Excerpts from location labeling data
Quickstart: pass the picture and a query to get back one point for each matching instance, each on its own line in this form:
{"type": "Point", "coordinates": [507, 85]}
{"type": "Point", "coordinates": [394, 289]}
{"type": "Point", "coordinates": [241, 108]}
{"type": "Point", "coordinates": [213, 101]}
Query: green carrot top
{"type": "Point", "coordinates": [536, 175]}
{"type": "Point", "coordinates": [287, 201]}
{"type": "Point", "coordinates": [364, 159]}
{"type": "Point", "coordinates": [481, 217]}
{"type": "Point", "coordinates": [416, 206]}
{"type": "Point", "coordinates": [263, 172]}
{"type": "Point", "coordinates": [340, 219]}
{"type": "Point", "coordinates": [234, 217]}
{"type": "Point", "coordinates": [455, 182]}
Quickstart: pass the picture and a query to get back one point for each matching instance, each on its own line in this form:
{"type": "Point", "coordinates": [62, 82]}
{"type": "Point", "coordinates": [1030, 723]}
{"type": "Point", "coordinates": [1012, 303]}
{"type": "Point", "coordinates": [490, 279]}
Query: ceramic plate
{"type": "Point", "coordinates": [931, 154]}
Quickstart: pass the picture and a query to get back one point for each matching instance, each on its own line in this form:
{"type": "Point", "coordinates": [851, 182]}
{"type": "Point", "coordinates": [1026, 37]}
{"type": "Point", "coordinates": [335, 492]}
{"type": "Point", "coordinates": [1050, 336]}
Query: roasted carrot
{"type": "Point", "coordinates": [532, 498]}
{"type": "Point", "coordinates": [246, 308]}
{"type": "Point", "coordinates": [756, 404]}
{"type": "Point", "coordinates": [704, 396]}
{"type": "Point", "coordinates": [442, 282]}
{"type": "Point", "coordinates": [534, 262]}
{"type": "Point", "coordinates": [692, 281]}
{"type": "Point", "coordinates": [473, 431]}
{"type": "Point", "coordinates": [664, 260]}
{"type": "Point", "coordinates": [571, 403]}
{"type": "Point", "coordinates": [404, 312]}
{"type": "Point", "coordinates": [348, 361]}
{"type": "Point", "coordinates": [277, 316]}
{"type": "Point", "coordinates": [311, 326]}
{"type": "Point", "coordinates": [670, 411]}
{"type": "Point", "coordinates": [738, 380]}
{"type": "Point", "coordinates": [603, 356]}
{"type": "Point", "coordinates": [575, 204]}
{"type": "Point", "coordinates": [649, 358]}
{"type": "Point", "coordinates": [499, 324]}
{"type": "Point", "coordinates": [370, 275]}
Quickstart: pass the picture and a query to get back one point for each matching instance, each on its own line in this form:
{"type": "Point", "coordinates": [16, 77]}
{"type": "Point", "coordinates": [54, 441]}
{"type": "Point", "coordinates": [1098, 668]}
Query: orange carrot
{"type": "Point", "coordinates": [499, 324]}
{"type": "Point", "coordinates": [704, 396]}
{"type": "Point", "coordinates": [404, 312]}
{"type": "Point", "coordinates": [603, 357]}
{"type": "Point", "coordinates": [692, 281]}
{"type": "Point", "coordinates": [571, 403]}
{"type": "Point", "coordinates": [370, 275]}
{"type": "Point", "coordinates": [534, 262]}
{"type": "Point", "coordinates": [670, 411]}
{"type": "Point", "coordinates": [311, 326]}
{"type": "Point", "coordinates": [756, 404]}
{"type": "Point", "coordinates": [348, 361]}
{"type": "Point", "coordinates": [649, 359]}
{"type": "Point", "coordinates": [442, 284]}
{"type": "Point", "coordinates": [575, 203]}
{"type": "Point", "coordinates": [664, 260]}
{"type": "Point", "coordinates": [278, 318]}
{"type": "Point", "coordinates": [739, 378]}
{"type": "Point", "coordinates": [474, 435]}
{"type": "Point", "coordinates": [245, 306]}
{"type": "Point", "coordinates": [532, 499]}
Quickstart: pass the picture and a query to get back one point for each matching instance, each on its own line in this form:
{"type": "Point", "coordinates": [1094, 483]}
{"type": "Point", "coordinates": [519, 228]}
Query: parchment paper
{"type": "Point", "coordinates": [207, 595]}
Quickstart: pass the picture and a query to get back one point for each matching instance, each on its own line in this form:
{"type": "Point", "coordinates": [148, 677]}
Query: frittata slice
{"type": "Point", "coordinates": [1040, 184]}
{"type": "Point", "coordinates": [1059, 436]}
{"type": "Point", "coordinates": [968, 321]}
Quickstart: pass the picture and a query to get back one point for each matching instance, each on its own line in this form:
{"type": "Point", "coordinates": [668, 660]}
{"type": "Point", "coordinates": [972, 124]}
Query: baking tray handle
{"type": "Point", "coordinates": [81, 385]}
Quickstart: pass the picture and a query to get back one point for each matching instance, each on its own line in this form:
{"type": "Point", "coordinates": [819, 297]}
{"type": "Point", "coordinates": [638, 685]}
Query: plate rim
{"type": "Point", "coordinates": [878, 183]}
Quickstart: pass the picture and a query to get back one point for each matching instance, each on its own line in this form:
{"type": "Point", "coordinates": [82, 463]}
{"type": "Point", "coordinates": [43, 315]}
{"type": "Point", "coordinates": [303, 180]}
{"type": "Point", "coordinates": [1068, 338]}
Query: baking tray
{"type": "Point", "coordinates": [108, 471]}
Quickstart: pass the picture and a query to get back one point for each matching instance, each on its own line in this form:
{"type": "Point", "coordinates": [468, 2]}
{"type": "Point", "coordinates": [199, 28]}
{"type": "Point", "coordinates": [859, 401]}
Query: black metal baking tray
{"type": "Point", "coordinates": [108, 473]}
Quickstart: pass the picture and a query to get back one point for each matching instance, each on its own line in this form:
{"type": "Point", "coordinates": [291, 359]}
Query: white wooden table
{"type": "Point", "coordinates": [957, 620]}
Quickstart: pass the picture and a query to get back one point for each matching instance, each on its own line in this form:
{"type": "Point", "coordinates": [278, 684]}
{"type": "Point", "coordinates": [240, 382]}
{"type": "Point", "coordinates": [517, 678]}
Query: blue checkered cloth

▶ Stated task:
Filter the items above down to every line containing the word "tray", copying each such line. Case counts.

▶ Output of the task:
Query: baking tray handle
Query: baking tray
Query: black metal baking tray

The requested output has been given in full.